> [Selected excerpt]
A former financial advisor and insurance salesman, who was called a "deviant financial predator" by the U.S. Attorney for the Southern District of Illinois, was sentenced to 20 years in prison for frauds conducted over the last 20 years.

Edward L. Moskop, 63, who had been banned from conducting financial business by the SEC in 1990 because of an unrelated fraud charge, pleaded guilty to mail fraud and money laundering in connection with defrauding 18 victims out of $2.4 million. In some cases, he took the entire life savings of elderly victims, some of whom were ill or were Nazi labor camp survivors.

Moskop, who operated Financial Services Moskop & Associates Inc. in Belleville, Ill., was sentenced in U.S. District Court in Illinois. District Court Judge William Stiehl rejected pleas of leniency from Moskop's attorney, saying he targeted victims who were especially vulnerable and that his fraud required sophistication.

The scheme began to unravel when the SEC began investigating Moskop last year after the daughter of an elderly couple complained. Moskop took numerous payments from the couple to invest in fixed-rate trusts and certificates of deposit, but never made the investments, according to the SEC. He sent the couple false statements claiming the investments were made.

> [Record list]
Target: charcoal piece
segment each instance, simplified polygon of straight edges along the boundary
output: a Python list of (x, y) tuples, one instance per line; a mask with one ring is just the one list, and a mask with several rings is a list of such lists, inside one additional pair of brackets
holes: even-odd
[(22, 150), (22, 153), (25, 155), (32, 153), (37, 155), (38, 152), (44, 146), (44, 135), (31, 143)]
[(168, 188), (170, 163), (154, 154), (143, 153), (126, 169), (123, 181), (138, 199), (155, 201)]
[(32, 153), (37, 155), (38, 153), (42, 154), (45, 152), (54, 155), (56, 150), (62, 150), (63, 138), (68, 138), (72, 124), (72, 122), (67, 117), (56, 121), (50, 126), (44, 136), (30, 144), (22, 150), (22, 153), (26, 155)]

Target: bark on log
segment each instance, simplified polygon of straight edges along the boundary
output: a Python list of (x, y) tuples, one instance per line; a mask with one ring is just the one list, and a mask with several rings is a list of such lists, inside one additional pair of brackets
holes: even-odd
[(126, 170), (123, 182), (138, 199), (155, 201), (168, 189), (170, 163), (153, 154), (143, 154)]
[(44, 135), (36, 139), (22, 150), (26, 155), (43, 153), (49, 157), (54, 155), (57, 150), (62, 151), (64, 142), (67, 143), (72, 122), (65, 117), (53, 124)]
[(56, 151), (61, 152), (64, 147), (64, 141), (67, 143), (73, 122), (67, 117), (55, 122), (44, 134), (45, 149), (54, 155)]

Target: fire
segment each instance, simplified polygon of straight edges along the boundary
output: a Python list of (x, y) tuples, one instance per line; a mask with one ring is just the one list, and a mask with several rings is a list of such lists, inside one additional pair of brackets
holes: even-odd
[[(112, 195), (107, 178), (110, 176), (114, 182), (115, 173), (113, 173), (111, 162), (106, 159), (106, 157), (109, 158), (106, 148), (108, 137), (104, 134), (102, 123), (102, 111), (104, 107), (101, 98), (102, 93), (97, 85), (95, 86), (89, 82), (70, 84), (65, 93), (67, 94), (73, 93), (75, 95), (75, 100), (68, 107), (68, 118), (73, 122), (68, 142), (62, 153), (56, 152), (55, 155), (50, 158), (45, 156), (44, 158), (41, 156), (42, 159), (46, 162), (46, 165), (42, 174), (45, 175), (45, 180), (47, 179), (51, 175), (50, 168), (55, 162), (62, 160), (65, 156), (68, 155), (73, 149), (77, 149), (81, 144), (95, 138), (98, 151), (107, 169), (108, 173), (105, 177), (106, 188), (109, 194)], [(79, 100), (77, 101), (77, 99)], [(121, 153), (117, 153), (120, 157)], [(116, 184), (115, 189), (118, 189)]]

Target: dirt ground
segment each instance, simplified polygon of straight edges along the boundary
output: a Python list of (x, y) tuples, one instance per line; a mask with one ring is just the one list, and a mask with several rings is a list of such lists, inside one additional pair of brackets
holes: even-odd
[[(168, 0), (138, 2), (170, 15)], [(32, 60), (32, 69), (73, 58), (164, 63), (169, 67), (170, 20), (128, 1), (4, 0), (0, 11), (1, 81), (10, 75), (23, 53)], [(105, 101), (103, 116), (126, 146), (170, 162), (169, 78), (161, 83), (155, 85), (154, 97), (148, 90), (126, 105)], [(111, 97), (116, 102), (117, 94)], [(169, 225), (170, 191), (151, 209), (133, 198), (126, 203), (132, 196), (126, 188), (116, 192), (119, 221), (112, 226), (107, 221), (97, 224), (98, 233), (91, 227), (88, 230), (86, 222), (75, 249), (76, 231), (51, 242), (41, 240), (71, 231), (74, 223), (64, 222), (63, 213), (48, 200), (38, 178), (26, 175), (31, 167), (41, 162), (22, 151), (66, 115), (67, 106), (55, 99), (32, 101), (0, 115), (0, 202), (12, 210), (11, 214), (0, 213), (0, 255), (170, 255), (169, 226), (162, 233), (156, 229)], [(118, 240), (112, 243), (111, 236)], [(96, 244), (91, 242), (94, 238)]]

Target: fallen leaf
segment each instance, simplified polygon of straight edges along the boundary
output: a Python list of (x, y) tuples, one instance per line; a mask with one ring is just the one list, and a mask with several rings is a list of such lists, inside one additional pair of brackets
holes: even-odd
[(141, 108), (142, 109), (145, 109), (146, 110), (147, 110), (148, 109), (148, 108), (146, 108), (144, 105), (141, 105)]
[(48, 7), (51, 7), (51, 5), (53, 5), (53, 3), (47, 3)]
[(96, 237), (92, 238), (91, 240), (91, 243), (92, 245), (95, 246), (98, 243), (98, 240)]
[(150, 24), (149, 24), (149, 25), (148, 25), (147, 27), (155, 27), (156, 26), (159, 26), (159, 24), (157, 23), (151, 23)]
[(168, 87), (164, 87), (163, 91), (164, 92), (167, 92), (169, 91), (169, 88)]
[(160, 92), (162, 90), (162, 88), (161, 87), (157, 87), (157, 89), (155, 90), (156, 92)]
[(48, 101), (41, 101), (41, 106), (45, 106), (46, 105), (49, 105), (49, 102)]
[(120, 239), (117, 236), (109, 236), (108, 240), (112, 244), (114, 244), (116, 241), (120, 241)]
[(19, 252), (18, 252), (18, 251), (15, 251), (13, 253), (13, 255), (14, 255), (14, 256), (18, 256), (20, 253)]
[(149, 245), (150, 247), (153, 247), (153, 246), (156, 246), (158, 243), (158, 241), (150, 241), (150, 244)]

> [Problems to work on]
[A] From the news article on Moskop's sentencing above, set down the passage between "A former financial" and "last 20 years.", inclusive.
[B] Condense the paragraph of the Moskop sentencing article that begins "Edward L. Moskop, 63," into a short bulleted list that keeps its main facts.

> [Exercise results]
[A]
A former financial advisor and insurance salesman, who was called a "deviant financial predator" by the U.S. Attorney for the Southern District of Illinois, was sentenced to 20 years in prison for frauds conducted over the last 20 years.

[B]
- Edward L. Moskop, 63, was banned from conducting financial business by the SEC in 1990 over an unrelated fraud charge.
- He pleaded guilty to mail fraud and money laundering for defrauding 18 victims of $2.4 million.
- In some cases he took the entire life savings of elderly victims, some of whom were ill or were Nazi labor camp survivors.